### Material to process
■ ■ ■ ■

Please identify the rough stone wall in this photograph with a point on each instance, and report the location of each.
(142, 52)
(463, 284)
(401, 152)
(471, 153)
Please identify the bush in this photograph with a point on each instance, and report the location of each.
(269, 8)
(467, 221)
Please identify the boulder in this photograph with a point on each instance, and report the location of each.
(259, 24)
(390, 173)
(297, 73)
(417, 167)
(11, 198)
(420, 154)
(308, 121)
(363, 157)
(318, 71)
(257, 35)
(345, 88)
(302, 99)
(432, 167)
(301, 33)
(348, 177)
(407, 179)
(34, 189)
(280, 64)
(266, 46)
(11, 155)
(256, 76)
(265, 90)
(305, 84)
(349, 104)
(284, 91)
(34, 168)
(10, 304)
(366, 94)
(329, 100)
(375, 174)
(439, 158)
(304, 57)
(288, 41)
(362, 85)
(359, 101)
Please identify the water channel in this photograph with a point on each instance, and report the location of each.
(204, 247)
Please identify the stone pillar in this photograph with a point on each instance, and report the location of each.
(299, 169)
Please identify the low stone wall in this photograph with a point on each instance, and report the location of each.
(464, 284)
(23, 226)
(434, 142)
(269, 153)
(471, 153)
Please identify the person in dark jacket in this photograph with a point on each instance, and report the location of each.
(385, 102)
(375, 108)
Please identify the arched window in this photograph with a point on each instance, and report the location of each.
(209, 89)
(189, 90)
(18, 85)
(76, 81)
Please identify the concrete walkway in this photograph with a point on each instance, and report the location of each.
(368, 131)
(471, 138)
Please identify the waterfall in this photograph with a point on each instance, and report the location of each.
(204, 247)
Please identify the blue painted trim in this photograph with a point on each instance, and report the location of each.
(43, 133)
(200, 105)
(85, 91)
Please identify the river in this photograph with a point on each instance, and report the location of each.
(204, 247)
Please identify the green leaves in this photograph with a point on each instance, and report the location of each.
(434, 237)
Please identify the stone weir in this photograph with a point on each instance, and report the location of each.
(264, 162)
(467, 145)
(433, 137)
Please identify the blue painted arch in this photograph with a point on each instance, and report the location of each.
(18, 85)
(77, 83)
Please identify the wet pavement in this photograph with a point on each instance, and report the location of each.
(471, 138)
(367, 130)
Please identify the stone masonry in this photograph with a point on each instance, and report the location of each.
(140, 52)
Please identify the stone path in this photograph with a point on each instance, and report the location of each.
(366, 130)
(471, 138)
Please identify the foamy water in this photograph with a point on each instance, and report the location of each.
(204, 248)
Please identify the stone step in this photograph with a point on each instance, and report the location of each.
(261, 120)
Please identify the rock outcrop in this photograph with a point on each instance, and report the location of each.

■ ■ ■ ■

### Prompt
Give back exactly the lines beginning at the one with "Please identify the stone path" and ending at the final line of the material; both boundary lines belong in it.

### Task solution
Please identify the stone path in this photograph with a point on each instance, and report the location of each.
(366, 130)
(471, 138)
Please identify the foamy water in this photograph with a point on each instance, and report the location of each.
(204, 248)
Please identify the stone step in this photograph with a point on each instance, and report the location of each.
(261, 120)
Please identify the rock outcrop in this photograph with a point on each instance, and report the location of each.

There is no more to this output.